**Listing:**
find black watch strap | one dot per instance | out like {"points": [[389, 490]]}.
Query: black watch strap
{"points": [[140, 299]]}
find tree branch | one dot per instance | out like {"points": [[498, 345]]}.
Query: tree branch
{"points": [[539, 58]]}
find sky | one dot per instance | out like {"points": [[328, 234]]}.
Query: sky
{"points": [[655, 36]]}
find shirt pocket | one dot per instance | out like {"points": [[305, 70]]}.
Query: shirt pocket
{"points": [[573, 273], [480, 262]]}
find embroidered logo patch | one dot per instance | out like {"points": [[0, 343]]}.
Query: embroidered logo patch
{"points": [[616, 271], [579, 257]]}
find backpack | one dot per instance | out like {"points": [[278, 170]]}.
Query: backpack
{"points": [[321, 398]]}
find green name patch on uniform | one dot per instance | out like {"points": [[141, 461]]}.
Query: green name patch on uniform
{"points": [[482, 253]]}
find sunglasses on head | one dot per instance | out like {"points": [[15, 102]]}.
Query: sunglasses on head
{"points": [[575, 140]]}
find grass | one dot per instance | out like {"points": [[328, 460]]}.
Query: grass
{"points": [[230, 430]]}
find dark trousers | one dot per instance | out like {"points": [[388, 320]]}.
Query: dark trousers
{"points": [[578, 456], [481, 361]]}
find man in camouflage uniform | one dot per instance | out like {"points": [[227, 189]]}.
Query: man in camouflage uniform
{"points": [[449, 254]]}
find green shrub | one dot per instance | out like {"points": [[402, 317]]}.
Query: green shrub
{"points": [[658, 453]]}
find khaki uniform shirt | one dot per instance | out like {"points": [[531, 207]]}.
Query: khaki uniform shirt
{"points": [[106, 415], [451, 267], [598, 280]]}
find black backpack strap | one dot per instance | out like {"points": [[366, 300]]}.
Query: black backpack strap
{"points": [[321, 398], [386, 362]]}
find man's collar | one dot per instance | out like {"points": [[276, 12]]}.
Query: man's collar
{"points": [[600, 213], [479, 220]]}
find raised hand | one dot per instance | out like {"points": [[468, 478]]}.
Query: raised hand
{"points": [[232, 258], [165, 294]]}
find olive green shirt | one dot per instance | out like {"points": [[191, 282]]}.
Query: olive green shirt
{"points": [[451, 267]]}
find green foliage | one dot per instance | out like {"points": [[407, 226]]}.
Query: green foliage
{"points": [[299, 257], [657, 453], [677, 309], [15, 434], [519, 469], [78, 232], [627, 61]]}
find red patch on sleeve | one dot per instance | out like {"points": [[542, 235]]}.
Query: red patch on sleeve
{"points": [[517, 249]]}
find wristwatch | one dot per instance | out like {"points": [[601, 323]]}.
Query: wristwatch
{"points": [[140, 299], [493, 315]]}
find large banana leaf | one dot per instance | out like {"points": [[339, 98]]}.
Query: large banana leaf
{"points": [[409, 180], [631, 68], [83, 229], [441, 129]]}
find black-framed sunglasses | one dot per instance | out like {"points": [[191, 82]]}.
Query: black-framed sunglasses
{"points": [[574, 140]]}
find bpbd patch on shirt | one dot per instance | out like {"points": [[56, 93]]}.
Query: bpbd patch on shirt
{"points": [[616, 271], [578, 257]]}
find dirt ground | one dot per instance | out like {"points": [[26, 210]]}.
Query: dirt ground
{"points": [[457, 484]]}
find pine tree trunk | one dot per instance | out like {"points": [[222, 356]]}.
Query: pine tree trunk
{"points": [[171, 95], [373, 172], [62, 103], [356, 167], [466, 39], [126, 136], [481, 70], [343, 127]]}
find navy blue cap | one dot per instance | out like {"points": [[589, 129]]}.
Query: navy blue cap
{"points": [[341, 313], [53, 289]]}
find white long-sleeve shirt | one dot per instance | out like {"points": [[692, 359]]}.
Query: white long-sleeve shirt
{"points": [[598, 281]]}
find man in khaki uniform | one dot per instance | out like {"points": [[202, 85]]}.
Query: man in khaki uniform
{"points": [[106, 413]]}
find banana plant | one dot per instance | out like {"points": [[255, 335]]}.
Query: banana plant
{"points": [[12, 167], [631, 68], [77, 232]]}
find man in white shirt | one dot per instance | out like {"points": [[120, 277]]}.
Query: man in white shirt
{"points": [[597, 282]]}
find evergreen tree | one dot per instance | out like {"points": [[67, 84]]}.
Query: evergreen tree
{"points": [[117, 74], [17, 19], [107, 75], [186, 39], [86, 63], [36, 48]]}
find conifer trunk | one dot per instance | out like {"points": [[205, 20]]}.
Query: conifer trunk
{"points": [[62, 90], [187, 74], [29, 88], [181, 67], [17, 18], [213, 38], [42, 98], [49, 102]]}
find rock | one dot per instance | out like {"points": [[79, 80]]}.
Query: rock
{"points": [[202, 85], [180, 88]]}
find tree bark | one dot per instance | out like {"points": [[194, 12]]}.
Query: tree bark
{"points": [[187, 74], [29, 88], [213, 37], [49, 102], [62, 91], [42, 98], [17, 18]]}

**Your task:**
All lines from the one with "find man in white" through the final line above are to be quoted exactly; quote no other line.

**Answer for the task:**
find man in white shirt | one dot per instance | out like {"points": [[120, 277]]}.
Query: man in white shirt
{"points": [[597, 282]]}
find evergreen tree | one dot per instance | out like {"points": [[67, 84]]}.
Query: evergreen tree
{"points": [[117, 74], [17, 19], [107, 75], [186, 39], [86, 63], [36, 48]]}
find conifer trunk | one dot per instance | out like {"points": [[205, 20]]}.
Query: conifer trunk
{"points": [[62, 90], [187, 74], [29, 88], [181, 67], [17, 18], [213, 38], [42, 98], [49, 102]]}
find rock | one dot per instance | out like {"points": [[79, 80]]}.
Query: rock
{"points": [[202, 85], [180, 88]]}
find tree bark | one dot per instance | out like {"points": [[194, 12]]}.
Query: tree bark
{"points": [[187, 74], [29, 88], [213, 37], [49, 102], [62, 91], [42, 98], [17, 18]]}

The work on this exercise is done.